**WORK TO COMPLETE**
**a)** From the Accessible City Strategy report, write out the passage from "1.1       This report" up to and including "provider and employer.".
**b)** Summarize the Accessible City Strategy report in two sentences.
**c)** Proceed with the Accessible City Strategy report, picking up after its last sentence.

**TEXT TO READ**

◇ ◇ ◇ ◇ ◇ ◇ ◇

ESCHR Committee

Agenda Item 9


         

Subject:                       Accessible City Strategy

 

Date of meeting:         11 July 2023

 

Report of:                    Executive Director Housing, Neighbourhoods and Communities

 

Contact Officer:           Name: Emma McDermott

                                      Tel: 07825 113 908

Email: emma.mcdermott@brightonhove.gov.uk 

 

Ward(s) affected:       All

 

For general release

 

1.           Purpose of the report and policy context

 

1.1       This report explains the development of the council’s first Accessible City Strategy and presents the draft strategy for approval. The strategy sets out the council’s vision and aims for advancing the accessibility of the council and the city. The strategy is intentionally focused on developing a holistic, integrated systemic approach to change that will shift how the council thinks and works as a service provider and employer.

 

2.           Recommendations

 

2.1       That Committee approves the Accessible City Strategy (appendix 1).

 

2.2       That committee recommends the Accessible City Strategy for approval to the Strategy, Finance and City Regeneration Committee.

 

3.           Context and background information

 

3.1    The Accessible City Strategy has been developed using what’s called a top-down approach. This means that the council at a senior management level decided the council needed to develop a more strategic approach to accessibility and disability inclusivity rather than piecemeal, inconsistent, stop-start changes and improvements.

 

3.2    A top-down approach focuses on high-levelling planning and process. This is as opposed to a bottom-up approach which is more organic, usually driven by communities and residents and focuses on very specific individual areas/issues.

 

3.3    Regardless of the approach, residents’ experiences and communities’ feedback was a key driver to start developing the strategy. Alongside the reams of data and reports, locally and nationally, about the experiences of and outcomes for disabled people.

 

3.4    Taking a top-down approach means we focused on setting up the structures need for developing the strategy:

 

·        A high-level stakeholder group to discuss strategic issues with. This became the Disability Panel.

·        To ensure we were offering as many voices as possible to be heard we then set up the Wider Reference Group to advise the panel. 

·        Hired a consultant to scope out what the strategy might look like (we called this phase 1). This involved researching what other councils had done and talking with key stakeholders especially disabled people’s organisations on the key issues for disabled people.

·        We also needed the buy-in of service managers in the council, so we set up a task and finish group with representatives from each of the council’s directorates to inform the approach.

·        We then carried out action planning work with the directorates to draw out the priority areas for change. These workshops were based on the stakeholder feedback collated by the consultant.

 

3.1       During Phase 1 of the strategy a local disability-led consultancy firm, Freeney Williams, was commissioned to draw up initial documents setting out the parameters and scope for the strategy and engagement structures; this Phase concluded in May 2022.

 

3.2       Phase 2 of the strategy’s development ran from July 2022 to May 2023 and included the following activities:

 

a)   Regular meetings of the officer Task and Finish group to steer and inform engagement with each directorate to secure awareness and understanding of the strategy, and to develop actions to deliver the aims of the strategy.

b)   Action planning workshops facilitated by the council’s Equality, Diversity, and Inclusion Team with each directorate to support the development of bespoke actions for inclusion in the strategy’s action plan.

◇ ◇ ◇ ◇ ◇ ◇ ◇

**INFORMATION SHOWN**
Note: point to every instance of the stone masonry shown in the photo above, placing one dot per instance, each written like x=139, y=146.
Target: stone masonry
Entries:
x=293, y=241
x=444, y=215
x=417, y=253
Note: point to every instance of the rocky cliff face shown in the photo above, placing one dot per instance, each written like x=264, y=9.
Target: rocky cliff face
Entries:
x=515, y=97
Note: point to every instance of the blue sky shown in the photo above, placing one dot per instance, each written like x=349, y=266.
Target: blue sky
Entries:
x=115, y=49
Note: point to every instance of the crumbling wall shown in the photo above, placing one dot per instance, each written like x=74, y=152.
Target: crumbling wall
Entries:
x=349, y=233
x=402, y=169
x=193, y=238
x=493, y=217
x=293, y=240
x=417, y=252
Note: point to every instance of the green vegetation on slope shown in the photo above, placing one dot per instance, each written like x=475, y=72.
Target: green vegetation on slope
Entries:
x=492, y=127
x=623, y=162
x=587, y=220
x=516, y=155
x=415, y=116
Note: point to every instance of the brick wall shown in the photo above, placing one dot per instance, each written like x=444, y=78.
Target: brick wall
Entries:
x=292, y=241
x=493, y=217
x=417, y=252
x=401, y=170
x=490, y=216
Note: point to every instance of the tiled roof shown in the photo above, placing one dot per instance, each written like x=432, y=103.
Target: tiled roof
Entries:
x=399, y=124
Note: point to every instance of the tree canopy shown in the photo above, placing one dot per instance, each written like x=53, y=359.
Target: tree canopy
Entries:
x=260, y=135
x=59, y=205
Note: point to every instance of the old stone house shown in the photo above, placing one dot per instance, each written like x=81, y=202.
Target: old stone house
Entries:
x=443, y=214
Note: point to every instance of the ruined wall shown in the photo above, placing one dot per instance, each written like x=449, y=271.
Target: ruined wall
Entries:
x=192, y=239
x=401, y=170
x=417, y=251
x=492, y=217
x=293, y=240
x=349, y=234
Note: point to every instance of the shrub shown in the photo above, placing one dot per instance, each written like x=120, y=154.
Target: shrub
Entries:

◇ ◇ ◇ ◇ ◇ ◇ ◇

**ANSWERS TO THE EXERCISE**
**a)**
1.1       This report explains the development of the council’s first Accessible City Strategy and presents the draft strategy for approval. The strategy sets out the council’s vision and aims for advancing the accessibility of the council and the city. The strategy is intentionally focused on developing a holistic, integrated systemic approach to change that will shift how the council thinks and works as a service provider and employer.

**b)** The report presents the council's first Accessible City Strategy, which aims for a holistic, systemic approach to accessibility across the council's work as service provider and employer, and asks the committee to approve it and recommend it to the Strategy, Finance and City Regeneration Committee. The strategy was developed top-down, through a Disability Panel, a Wider Reference Group, a consultant-led Phase 1 that concluded in May 2022, and a Phase 2 from July 2022 to May 2023 with a Task and Finish group and action planning workshops with each directorate.

**c)**
c)   Meetings of the Disability Panel to establish and consolidate its purpose and membership, and to provide external stakeholder oversight of the development of the strategy. Four disabled individuals were recruited onto the Panel.

d)   Meetings of the Wider Reference Group to receive input and comments from a wide range of disability organisations.

e)   Facilitation of an online staff focus group by Freeney Williams to capture the lived experiences of disabled BHCC staff as city residents.

f)     Presentation of the draft strategy and action plans to the Corporate Equality Delivery Group, Directorate Equality Delivery Groups, Deaf Services Liaison Forum, Equality and Inclusion Partnership and the Disabled Workers and Carers Network for feedback.

g)   Sharing of the draft strategy with the Disability Panel, the Wider Reference Group and BHCC Executive Leadership Team through January to May 2023

 

3.3       Key documents produced to inform the strategy development are included in the Supporting Documentation section and appendices to this report.

 

3.4       Research undertaken indicates that Brighton and Hove City Council appears to be the first council in England to take such a holistic, integrated and council-wide approach to accessibility.

 

3.5       Strategy Aims

 

3.5.1 The strategy sets the council’s vision for an accessible city and the aims for the council’s work going forward on accessibility. In summary these are:

 

·        Accessibility is a default consideration informing how we think, practice, and deliver.

·        Adopting an approach based on the social model of disability.

·        Going beyond compliance with the Equality Act, identifying opportunities and actions to go above and beyond.

·        Actively identifying, removing, and preventing the creation of barriers.

·        Adopting inclusive design as standard for services, projects, policies etc; to be barrier-free as a matter of course. 

·        Making inclusive adjustments for individuals where barriers remain.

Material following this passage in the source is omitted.